→ Aim of the exercise
Reproduce all entries precisely, down to the last character.

→ Data records

* * * * *

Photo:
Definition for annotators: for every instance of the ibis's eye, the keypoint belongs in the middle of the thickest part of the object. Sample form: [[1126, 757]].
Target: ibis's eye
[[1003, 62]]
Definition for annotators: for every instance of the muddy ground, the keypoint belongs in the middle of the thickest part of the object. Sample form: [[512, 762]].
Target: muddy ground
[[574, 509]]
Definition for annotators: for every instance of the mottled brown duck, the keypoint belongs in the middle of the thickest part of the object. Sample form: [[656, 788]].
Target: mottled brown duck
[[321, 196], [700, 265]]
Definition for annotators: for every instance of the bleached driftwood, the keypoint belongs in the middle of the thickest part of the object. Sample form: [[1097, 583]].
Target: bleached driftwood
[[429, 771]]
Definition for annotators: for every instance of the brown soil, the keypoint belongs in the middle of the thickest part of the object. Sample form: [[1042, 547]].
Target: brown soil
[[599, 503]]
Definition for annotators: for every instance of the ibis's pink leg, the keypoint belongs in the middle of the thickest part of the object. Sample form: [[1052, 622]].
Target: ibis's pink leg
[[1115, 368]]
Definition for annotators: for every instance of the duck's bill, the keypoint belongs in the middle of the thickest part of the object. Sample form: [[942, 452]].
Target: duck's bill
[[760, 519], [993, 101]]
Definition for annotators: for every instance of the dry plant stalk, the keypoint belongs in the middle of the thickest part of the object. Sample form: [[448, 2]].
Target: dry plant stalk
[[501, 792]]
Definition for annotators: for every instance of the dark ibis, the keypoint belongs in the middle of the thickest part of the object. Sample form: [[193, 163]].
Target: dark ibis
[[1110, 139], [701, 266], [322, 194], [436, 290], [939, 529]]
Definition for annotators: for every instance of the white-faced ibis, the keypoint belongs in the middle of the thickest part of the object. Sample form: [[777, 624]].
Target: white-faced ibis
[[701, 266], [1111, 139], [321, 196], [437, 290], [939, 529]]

* * * * *

→ Task answer
Photo:
Definition for annotators: for every instance of the ibis's eye, the keypoint belongs in the middle of the thickest part of the object. Sample form: [[1126, 757]].
Target: ibis's eye
[[1003, 62]]
Definition for annotators: for every instance of the muddy ground, the keypoint belongs in the middle of the thickest part of the object. Sample form: [[512, 762]].
Target: muddy ground
[[574, 509]]
Definition for annotators: for every instance of the mottled brown duck, the keypoint belongs in the middle of the thickest part of the object. Sample form: [[656, 788]].
Target: mottled brown duck
[[321, 196], [700, 265]]
Definition for annotators: for every instance of the bleached driftwood, the keypoint belongs in the middle of the thickest part of the object. Sample form: [[1097, 583]].
Target: bleached driftwood
[[429, 771]]
Definition for annotators: for every instance of the brown soil, the keypoint belongs in the middle of the thickest part of the object. Sample form: [[1042, 547]].
Target: brown soil
[[599, 503]]
Definition for annotators: for every instance of the ibis's pink leg, the keypoint belongs in the middle of the thickest part of the object. Sample form: [[1052, 622]].
Target: ibis's pink leg
[[1115, 368]]
Definition for annotators: for every instance of the duck's bill, the keypoint belongs in the middle of the thickest part of the object. Sample form: [[942, 452]].
Target: duck's bill
[[760, 519], [993, 101]]
Definition for annotators: for every instance of the dry plant stalk, the keypoint belongs in the middle of the thickest part of the object. Sample form: [[448, 2]].
Target: dry plant stalk
[[501, 792]]
Definition for annotators: for every instance of the dark ibis, the keypoint belongs in the middle of the thickest part of the object. Sample form: [[193, 163]].
Target: dark ibis
[[1110, 139], [701, 266], [322, 194], [436, 290], [939, 529]]
Definition for annotators: for every instance of the white-faced ibis, the keypoint belongs in the middle of the thickest part of the object. Sample form: [[777, 624]].
Target: white-faced ibis
[[701, 266], [1111, 139], [321, 196], [437, 290], [939, 529]]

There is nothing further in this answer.